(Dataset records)
::::::::::

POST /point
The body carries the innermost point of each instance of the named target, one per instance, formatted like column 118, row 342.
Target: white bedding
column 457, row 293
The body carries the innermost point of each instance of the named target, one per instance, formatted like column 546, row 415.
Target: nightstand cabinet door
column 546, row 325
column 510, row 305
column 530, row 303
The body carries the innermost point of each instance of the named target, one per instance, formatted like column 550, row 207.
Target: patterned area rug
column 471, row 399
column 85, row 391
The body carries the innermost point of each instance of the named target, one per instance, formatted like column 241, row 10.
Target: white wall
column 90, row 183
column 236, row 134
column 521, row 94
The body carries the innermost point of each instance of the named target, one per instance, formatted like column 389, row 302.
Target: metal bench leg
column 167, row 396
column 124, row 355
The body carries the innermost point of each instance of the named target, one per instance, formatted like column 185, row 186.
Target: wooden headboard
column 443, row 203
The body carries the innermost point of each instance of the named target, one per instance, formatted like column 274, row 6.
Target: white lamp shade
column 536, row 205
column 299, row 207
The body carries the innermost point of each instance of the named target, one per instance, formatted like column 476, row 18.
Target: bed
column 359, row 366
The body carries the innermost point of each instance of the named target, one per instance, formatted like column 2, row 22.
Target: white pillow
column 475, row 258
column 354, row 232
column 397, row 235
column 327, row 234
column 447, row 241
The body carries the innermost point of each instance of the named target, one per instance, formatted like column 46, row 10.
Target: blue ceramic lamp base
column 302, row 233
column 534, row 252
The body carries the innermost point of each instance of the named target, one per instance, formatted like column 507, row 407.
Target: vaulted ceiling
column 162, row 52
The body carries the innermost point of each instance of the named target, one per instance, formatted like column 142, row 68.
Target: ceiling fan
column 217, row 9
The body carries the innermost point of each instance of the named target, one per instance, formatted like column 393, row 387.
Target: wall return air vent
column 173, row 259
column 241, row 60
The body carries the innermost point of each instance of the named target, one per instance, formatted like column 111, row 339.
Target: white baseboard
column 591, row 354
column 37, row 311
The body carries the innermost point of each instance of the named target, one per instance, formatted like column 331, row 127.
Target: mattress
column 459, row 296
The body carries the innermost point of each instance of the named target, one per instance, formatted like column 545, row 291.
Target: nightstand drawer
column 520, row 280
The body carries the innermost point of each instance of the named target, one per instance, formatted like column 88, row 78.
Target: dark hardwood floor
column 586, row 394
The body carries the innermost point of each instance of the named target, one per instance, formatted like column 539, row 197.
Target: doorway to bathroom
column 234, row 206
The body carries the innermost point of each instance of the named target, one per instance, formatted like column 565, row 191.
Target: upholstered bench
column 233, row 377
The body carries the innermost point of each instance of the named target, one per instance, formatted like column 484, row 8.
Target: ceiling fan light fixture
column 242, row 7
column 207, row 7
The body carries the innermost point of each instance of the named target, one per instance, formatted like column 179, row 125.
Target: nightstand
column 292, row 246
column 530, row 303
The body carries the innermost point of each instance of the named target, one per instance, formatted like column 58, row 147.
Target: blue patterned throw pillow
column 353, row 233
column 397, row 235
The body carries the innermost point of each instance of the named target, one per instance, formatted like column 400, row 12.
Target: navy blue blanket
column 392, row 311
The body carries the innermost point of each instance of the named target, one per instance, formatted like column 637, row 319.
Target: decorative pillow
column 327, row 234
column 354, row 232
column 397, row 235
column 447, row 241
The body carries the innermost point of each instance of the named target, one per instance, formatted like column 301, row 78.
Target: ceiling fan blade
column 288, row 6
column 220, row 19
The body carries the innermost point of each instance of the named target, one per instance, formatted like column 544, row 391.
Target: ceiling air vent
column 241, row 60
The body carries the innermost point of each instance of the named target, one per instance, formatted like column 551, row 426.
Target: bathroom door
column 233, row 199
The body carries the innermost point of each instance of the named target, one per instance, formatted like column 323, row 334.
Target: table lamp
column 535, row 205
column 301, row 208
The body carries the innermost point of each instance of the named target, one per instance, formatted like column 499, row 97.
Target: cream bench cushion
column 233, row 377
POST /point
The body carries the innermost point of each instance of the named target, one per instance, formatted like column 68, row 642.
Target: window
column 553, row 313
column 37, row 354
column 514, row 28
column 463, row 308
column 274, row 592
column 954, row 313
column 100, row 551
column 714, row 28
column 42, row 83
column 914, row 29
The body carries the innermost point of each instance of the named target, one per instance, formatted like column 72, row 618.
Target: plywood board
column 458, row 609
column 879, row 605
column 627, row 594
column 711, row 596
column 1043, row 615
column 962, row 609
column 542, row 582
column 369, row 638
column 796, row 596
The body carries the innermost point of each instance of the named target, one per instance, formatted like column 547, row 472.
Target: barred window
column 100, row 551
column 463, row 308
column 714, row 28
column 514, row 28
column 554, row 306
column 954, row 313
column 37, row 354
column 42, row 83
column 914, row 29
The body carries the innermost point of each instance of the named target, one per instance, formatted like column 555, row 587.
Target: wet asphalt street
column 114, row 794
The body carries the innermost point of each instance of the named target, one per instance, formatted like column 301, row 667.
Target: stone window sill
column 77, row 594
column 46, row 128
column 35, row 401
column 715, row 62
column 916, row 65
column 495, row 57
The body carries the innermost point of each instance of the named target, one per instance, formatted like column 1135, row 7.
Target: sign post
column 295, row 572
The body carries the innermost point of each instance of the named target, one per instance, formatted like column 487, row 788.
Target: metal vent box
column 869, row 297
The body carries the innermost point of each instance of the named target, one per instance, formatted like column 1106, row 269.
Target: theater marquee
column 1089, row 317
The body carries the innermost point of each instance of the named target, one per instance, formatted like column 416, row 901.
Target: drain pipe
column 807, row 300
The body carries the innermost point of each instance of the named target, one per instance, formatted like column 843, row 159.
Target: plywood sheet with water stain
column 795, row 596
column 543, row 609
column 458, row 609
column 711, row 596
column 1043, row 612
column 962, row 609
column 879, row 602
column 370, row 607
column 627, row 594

::::::::::

• **WHAT YOU ARE ASKED TO DO**
Render all of the items above as a numbered list, leaving out any blank lines.

• **EXERCISE SOLUTION**
1. POST /point
2. The body carries the innermost point of each instance of the named target, one per instance, formatted like column 118, row 342.
3. Target: white bedding
4. column 457, row 293
5. The body carries the innermost point of each instance of the named target, one per instance, formatted like column 546, row 415.
6. Target: nightstand cabinet door
7. column 546, row 325
8. column 510, row 305
9. column 530, row 303
10. The body carries the innermost point of each instance of the named target, one per instance, formatted like column 550, row 207.
11. Target: patterned area rug
12. column 471, row 399
13. column 85, row 391
14. The body carries the innermost point of each instance of the named target, one per instance, formatted like column 241, row 10.
15. Target: white wall
16. column 90, row 183
17. column 236, row 134
18. column 521, row 94
19. The body carries the innermost point of each instance of the named target, one per instance, formatted like column 389, row 302.
20. Target: metal bench leg
21. column 167, row 396
22. column 124, row 355
23. The body carries the innermost point of each instance of the named target, one per instance, formatted like column 185, row 186.
24. Target: wooden headboard
25. column 443, row 203
26. The body carries the innermost point of each instance of the named target, one per instance, formatted like column 274, row 6.
27. Target: white lamp shade
28. column 536, row 205
29. column 299, row 207
30. The body carries the innermost point of each instance of the named target, one per instance, formatted like column 476, row 18.
31. Target: bed
32. column 359, row 366
33. The body carries the innermost point of each instance of the named target, one per instance, formatted like column 2, row 22.
34. Target: white pillow
35. column 475, row 258
36. column 354, row 232
37. column 397, row 235
38. column 327, row 234
39. column 447, row 241
40. The body carries the innermost point of each instance of the named target, one per instance, formatted like column 46, row 10.
41. Target: blue ceramic lamp base
42. column 302, row 233
43. column 534, row 252
44. The body carries the innermost point of each instance of the named target, one per instance, formatted like column 507, row 407.
45. Target: vaulted ceiling
46. column 162, row 52
47. The body carries the innermost point of each instance of the named target, one per instance, formatted like column 142, row 68.
48. Target: ceiling fan
49. column 217, row 9
50. The body carries the innermost point of each instance of the named target, one per instance, formatted like column 393, row 387.
51. Target: wall return air vent
52. column 173, row 259
53. column 241, row 60
54. The body carries the innermost point of each instance of the named target, one per instance, formatted like column 111, row 339.
55. Target: white baseboard
56. column 591, row 354
57. column 37, row 311
58. The body carries the innermost point of each instance of the named target, one per instance, formatted like column 331, row 127.
59. Target: mattress
60. column 459, row 296
61. The body carries the innermost point of each instance of the named target, one per instance, formatted like column 545, row 291.
62. Target: nightstand drawer
63. column 520, row 280
64. The body carries the innermost point of each instance of the named target, one per instance, formatted like column 88, row 78.
65. Target: dark hardwood floor
66. column 586, row 394
67. The body carries the innermost point of each instance of the named target, one per instance, formatted like column 539, row 197.
68. Target: doorway to bathroom
69. column 234, row 206
70. The body carries the innermost point of each instance of the named target, one per instance, formatted like column 565, row 191.
71. Target: upholstered bench
72. column 233, row 377
73. The body carries the innermost point of each instance of the named target, one per instance, formatted like column 484, row 8.
74. Target: ceiling fan light fixture
75. column 242, row 7
76. column 207, row 7
77. The body carries the innermost point of each instance of the named target, one per instance, formatted like column 179, row 125.
78. Target: nightstand
79. column 292, row 246
80. column 530, row 303
81. The body carries the innermost point of each instance of the named target, one per instance, formatted like column 58, row 147.
82. Target: blue patterned throw pillow
83. column 353, row 233
84. column 397, row 235
85. The body carries the innermost point of each instance of the named target, one per instance, formatted like column 400, row 12.
86. Target: navy blue blanket
87. column 392, row 311
88. The body carries the innermost point of each instance of the named target, one per instance, formatted like column 637, row 319.
89. Target: decorative pillow
90. column 327, row 234
91. column 354, row 232
92. column 397, row 235
93. column 447, row 241
94. The body carries the innermost point of each instance of the named target, one per instance, formatted like column 301, row 78.
95. Target: ceiling fan blade
96. column 288, row 6
97. column 220, row 19
98. The body carries the innermost point of each instance of the named target, one per instance, formatted like column 544, row 391.
99. Target: ceiling air vent
100. column 241, row 60
101. The body carries the innermost point of each instance of the named target, one per instance, formatted like column 551, row 426.
102. Target: bathroom door
103. column 233, row 199
104. The body carries the innermost point of each instance of the named target, one per instance, formatted like column 323, row 334.
105. Target: table lamp
106. column 535, row 205
107. column 301, row 208
108. The body carries the innermost point of each instance of the named target, one per instance, formatted like column 499, row 97.
109. Target: cream bench cushion
110. column 233, row 377
111. POST /point
112. The body carries the innermost point of each instance of the named target, one per instance, formatted like column 68, row 642.
113. Target: window
114. column 553, row 313
115. column 37, row 354
116. column 514, row 28
117. column 463, row 308
118. column 274, row 592
119. column 954, row 313
120. column 100, row 551
121. column 714, row 28
122. column 42, row 83
123. column 914, row 29
124. The body carries the innermost point of each instance of the named target, one per instance, formatted like column 72, row 618.
125. Target: plywood board
126. column 458, row 609
127. column 879, row 605
128. column 627, row 594
129. column 711, row 596
130. column 1043, row 615
131. column 962, row 609
132. column 542, row 582
133. column 369, row 638
134. column 796, row 596
135. The body carries the innermost point of each instance of the named target, one per instance, formatted like column 547, row 472.
136. Target: barred window
137. column 100, row 551
138. column 463, row 308
139. column 714, row 28
140. column 514, row 28
141. column 554, row 306
142. column 954, row 313
143. column 37, row 354
144. column 42, row 83
145. column 914, row 29
146. The body carries the innermost point of each instance of the named target, one per instance, formatted like column 555, row 587.
147. Target: wet asphalt street
148. column 114, row 794
149. The body carries the innermost point of each instance of the named target, one per instance, formatted like column 301, row 667.
150. Target: stone window sill
151. column 77, row 594
152. column 46, row 128
153. column 35, row 401
154. column 715, row 62
155. column 916, row 65
156. column 495, row 57
157. The body carries the innermost point of each instance of the named target, one per instance, formatted like column 1135, row 7.
158. Target: sign post
159. column 295, row 572
160. The body carries the innermost point of each instance of the named target, one per instance, formatted like column 487, row 788.
161. Target: metal vent box
162. column 869, row 297
163. The body carries the innermost point of each instance of the named target, one per instance, formatted like column 1106, row 269.
164. Target: theater marquee
165. column 1089, row 317
166. The body carries the innermost point of each instance of the named target, one per instance, formatted like column 416, row 901.
167. Target: drain pipe
168. column 807, row 300
169. The body carries the innermost point of each instance of the named target, one per instance, formatted like column 843, row 159.
170. Target: plywood sheet with water stain
171. column 795, row 596
172. column 543, row 609
173. column 458, row 609
174. column 711, row 596
175. column 1043, row 612
176. column 962, row 609
177. column 879, row 602
178. column 370, row 607
179. column 627, row 594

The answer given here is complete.